Task statement: Retype the lines of the entries character for character, starting at the very first line and going on through the line that contains "output: one JSON".

Data extract:
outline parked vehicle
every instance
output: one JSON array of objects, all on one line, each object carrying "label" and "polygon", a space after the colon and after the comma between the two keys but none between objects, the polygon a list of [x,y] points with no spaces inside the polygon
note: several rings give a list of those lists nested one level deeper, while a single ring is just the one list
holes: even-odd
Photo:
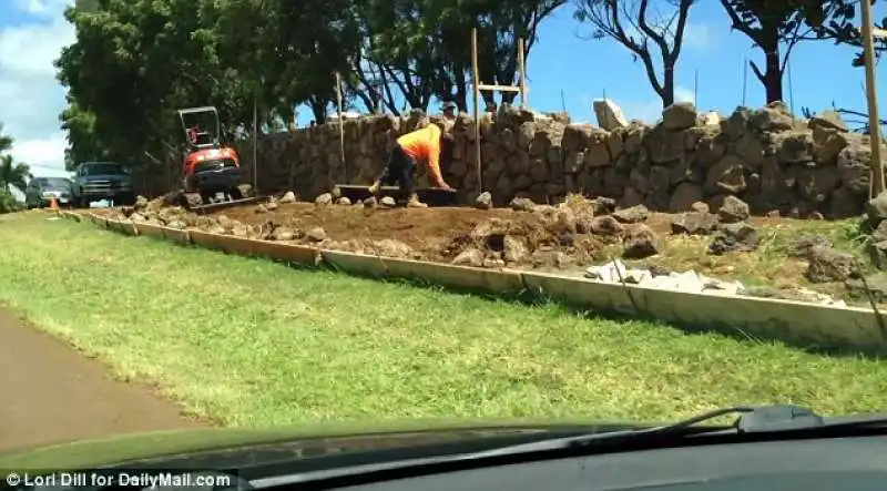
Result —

Output of the task:
outline parked vehicle
every instance
output: one JSON array of objects, all on one line, each object carrying "label" and "polygon", a space after the colon and after the comma between the two keys but none between objects, the polygon a list of [x,y] points with no spaces inside the polygon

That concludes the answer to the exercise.